Set tasks »
**1.** Translate this sentence from the graphics card review into Spanish: "Consistent frequencies result in consistent performance."
**2.** Answer these questions using the graphics card review:
(a) Which mission is used for the Doom run-through?
(b) Where was VSync forced off for Fallout 4?
(c) Which part of the GTA V in-game benchmark is used?
**3.** Go on writing the graphics card review, picking up right after its final sentence.

Text passage »
┄┄┄┄┄┄┄┄┄┄┄┄┄┄┄┄┄┄┄┄
Naturally, there’s a direct correlation between fan speeds and the temperatures reported above. However, this isn’t a quiet card by any stretch of the imagination with the fan rotating above 2000RPMs as it strives to maintain temperatures. It doesn’t look like the cooler is all that great, which is too bad considering this has been a critique of AMD’s reference designs for years now.

The consistency of frequencies actually came as a bit of a surprise to me. Somehow, even as the card temperatures was on its way north, they actually increased a bit to the point where that 1266MHz Boost clock was right within its grasp. This particular sample stopped around the 1250MHz mark but that’s nonetheless an impressive achievement….I just wish it was accomplished with a bit less acoustical drama.

Consistent frequencies result in consistent performance. What more is there to say?
Doom (OpenGL)

Not many people saw a new Doom as a possible Game of the Year contender but that’s exactly what it has become. Not only is it one of the most intense games currently around but it looks great and is highly optimized. In this run-through we use Mission 6: Into the Fire since it features relatively predictable enemy spawn points and a combination of open air and interior gameplay.


Fallout 4

The latest iteration of the Fallout franchise is a great looking game with all of its detailed turned to their highest levels but it also requires a huge amount of graphics horsepower to properly run. For this benchmark we complete a run-through from within a town, shoot up a vehicle to test performance when in combat and finally end atop a hill overlooking the town. Note that VSync has been forced off within the game’s .ini file.


Far Cry 4

This game Ubisoft’s Far Cry series takes up where the others left off by boasting some of the most impressive visuals we’ve seen. In order to emulate typical gameplay we run through the game’s main village, head out through an open area and then transition to the lower areas via a zipline.


Grand Theft Auto V

In GTA V we take a simple approach to benchmarking: the in-game benchmark tool is used. However, due to the randomness within the game itself, only the last sequence is actually used since it best represents gameplay mechanics.


Hitman (2016)

The Hitman franchise has been around in one way or another for the better part of a decade and this latest version is arguably the best looking. Adjustable to both DX11 and DX12 APIs, it has a ton of graphics options, some of which are only available under DX12.
┄┄┄┄┄┄┄┄┄┄┄┄┄┄┄┄┄┄┄┄
Entries provided »
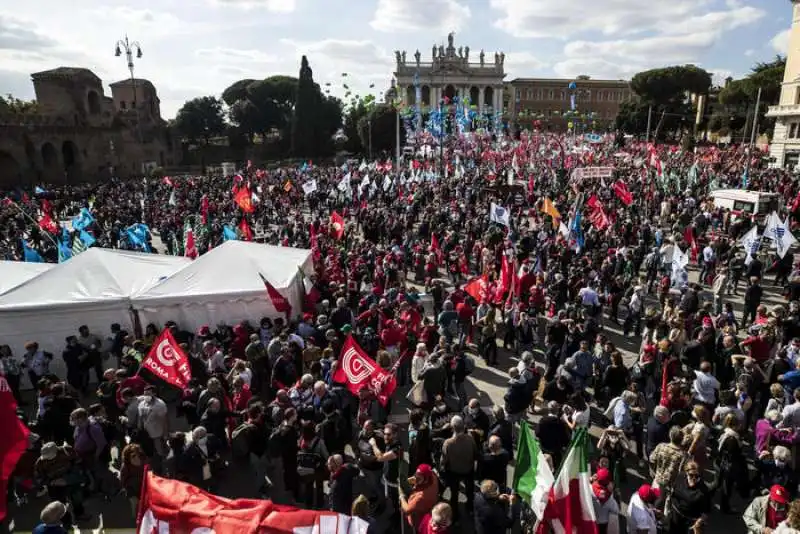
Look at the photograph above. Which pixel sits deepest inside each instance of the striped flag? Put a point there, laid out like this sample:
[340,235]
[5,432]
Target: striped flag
[570,509]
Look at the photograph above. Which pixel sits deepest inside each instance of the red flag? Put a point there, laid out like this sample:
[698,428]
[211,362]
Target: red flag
[204,208]
[47,224]
[244,199]
[167,361]
[190,250]
[337,222]
[247,233]
[14,440]
[167,505]
[622,192]
[280,302]
[358,370]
┄┄┄┄┄┄┄┄┄┄┄┄┄┄┄┄┄┄┄┄
Responses to the exercise »
**1.** Las frecuencias constantes dan como resultado un rendimiento constante.

**2.**
(a) Mission 6: Into the Fire.
(b) Within the game's .ini file.
(c) Only the last sequence.

**3.**
For our benchmark we avoid using the in-game benchmark since it doesn’t represent actual in-game situations. Instead the second mission in Paris is used. Here we walk into the mansion, mingle with the crowds and eventually end up within the fashion show area.


Overwatch

Overwatch happens to be one of the most popular games around right now and while it isn’t particularly stressful upon a system’s resources, its Epic setting can provide a decent workout for all but the highest end GPUs. In order to eliminate as much variability as possible, for this benchmark we use a simple “offline” Bot Match so performance isn’t affected by outside factors like ping times and network latency.


Rise of the Tomb Raider

Another year and another Tomb Raider game. This time Lara’s journey continues through various beautifully rendered locales. Like Hitman, Rise of the Tomb Raider has both DX11 and DX12 API paths and incorporates a completely pointless built-in benchmark sequence.

The benchmark run we use is within the Soviet Installation level where we start in at about the midpoint, run through a warehouse with some burning its and then finish inside a fenced-in area during a snowstorm.[/I]


Star Wars Battlefront

Star Wars Battlefront may not be one of the most demanding games on the market but it is quite widely played. It also looks pretty good due to it being based upon Dice’s Frostbite engine and has been highly optimized.

The benchmark run in this game is pretty straightforward: we use the AT-ST single player level since it has predetermined events and it loads up on many in-game special effects.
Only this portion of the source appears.